- DATASET EXCERPTS -

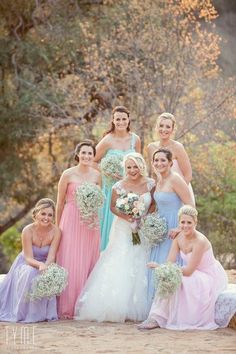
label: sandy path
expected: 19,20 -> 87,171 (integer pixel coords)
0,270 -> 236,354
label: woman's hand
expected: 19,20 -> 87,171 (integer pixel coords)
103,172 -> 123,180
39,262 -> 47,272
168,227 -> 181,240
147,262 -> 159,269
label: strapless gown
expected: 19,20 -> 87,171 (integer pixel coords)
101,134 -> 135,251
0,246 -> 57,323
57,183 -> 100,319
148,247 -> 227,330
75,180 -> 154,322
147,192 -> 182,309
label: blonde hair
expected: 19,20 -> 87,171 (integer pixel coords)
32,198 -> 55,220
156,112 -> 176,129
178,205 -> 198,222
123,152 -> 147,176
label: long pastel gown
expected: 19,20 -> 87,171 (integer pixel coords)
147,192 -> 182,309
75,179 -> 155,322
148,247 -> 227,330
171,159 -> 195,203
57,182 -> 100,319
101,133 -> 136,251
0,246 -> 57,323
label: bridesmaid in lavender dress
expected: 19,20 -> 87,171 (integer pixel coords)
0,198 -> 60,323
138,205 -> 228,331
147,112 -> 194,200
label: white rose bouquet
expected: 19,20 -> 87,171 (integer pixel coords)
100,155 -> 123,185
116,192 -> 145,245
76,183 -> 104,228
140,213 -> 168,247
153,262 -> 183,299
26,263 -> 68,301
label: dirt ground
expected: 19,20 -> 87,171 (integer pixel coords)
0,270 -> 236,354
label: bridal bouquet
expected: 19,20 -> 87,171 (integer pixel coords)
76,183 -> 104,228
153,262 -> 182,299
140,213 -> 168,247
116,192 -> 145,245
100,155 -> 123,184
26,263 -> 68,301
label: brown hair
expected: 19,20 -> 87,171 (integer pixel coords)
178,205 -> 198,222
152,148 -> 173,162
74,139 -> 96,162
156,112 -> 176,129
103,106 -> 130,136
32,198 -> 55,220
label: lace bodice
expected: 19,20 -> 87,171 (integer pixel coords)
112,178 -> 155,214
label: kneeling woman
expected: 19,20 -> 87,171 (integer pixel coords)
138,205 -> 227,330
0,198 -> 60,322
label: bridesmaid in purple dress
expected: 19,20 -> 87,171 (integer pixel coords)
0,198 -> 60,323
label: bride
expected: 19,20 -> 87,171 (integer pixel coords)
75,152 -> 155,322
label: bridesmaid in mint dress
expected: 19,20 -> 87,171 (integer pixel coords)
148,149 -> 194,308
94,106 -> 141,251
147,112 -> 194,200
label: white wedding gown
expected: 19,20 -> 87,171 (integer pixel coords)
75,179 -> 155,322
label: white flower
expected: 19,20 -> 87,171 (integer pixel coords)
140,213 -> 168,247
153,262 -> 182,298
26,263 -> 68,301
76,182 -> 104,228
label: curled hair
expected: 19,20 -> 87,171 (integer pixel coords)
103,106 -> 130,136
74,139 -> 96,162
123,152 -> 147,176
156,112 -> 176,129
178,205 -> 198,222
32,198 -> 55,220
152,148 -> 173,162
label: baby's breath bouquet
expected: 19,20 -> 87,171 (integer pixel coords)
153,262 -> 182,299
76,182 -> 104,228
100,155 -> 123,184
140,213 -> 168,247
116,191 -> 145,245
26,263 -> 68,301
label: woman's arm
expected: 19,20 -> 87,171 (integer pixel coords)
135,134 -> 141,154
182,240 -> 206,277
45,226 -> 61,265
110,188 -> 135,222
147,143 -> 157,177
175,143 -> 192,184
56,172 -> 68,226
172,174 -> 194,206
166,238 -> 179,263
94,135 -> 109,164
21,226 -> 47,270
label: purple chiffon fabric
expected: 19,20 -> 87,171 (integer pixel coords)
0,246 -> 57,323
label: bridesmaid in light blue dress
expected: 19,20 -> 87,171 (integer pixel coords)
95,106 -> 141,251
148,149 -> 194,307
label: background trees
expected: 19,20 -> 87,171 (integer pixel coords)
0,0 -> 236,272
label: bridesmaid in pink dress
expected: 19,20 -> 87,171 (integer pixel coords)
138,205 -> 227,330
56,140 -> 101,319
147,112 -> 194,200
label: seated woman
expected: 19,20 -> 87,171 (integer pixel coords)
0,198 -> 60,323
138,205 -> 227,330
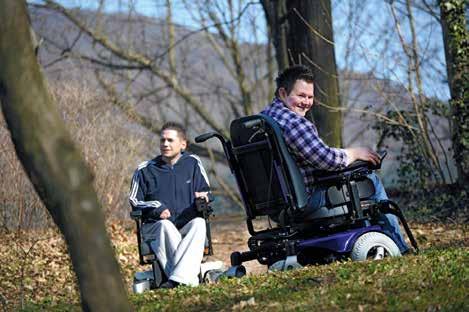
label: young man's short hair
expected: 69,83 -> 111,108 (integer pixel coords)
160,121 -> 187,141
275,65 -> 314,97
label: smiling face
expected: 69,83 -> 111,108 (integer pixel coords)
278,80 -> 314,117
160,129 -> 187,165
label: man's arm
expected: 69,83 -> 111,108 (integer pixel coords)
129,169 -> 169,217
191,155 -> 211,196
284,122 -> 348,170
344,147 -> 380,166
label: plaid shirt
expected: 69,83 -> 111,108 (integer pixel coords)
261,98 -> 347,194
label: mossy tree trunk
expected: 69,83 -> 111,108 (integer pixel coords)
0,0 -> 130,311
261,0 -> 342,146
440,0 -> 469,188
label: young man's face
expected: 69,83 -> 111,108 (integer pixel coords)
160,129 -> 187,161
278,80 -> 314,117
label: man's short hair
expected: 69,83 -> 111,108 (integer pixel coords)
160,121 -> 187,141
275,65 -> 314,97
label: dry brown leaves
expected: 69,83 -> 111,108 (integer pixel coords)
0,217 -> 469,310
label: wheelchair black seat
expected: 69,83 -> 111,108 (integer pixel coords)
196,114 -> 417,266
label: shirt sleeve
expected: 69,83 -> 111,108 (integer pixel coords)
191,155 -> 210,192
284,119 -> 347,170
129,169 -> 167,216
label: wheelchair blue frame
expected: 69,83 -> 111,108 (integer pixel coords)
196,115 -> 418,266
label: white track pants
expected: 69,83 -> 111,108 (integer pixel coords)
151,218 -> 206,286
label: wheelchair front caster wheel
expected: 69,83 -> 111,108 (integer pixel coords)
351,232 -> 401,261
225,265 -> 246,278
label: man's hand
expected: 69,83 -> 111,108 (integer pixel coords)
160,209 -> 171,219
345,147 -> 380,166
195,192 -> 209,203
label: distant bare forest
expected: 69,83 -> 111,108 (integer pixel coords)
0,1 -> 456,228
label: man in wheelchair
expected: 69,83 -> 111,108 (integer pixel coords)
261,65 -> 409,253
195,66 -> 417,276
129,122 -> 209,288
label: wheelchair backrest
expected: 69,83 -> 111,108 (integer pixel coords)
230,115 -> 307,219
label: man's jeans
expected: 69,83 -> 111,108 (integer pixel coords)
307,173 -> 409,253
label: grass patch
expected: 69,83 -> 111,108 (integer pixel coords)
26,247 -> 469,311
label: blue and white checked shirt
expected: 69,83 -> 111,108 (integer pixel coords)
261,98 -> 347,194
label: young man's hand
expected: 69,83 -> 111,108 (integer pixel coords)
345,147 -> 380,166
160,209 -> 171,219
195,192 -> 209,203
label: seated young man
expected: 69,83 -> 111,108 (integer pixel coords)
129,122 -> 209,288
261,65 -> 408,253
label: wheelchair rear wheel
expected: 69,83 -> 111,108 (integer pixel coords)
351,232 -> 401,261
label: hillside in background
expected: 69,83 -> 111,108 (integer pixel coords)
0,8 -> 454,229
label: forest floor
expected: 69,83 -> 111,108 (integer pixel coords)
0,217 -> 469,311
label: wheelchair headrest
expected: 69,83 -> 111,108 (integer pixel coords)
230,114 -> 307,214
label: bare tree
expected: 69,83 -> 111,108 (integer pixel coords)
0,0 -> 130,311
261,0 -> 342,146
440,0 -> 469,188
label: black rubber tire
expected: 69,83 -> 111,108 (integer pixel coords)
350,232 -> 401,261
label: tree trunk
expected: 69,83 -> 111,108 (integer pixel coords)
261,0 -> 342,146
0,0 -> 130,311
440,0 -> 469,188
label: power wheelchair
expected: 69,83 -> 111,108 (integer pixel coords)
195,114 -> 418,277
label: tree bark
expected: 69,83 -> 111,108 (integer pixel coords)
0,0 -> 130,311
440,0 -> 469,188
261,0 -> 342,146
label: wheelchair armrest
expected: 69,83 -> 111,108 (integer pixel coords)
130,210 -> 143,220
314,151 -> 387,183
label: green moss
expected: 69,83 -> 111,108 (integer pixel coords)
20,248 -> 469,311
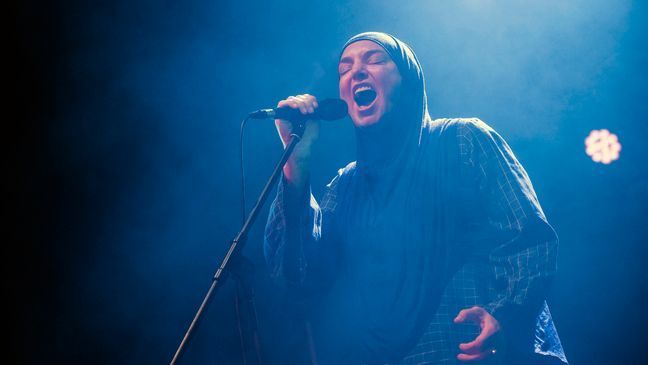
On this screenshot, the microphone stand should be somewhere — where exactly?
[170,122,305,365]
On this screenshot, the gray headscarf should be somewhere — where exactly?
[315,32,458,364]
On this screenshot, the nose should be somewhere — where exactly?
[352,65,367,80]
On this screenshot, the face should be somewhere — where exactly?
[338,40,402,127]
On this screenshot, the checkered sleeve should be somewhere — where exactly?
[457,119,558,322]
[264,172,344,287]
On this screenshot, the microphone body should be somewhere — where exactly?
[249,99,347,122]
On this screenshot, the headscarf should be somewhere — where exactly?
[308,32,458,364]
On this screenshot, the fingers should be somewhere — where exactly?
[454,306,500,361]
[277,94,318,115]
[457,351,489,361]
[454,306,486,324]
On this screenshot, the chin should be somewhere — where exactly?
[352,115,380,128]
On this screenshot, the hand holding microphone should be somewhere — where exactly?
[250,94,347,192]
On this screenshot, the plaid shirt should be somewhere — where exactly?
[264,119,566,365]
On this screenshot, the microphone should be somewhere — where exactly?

- INSTRUCTIONS FOR THE TASK -
Filter the records above, keeping every line that contains the word "forest". Matching is case-sensitive.

- EXERCISE ANSWER -
label: distant bare forest
label: forest floor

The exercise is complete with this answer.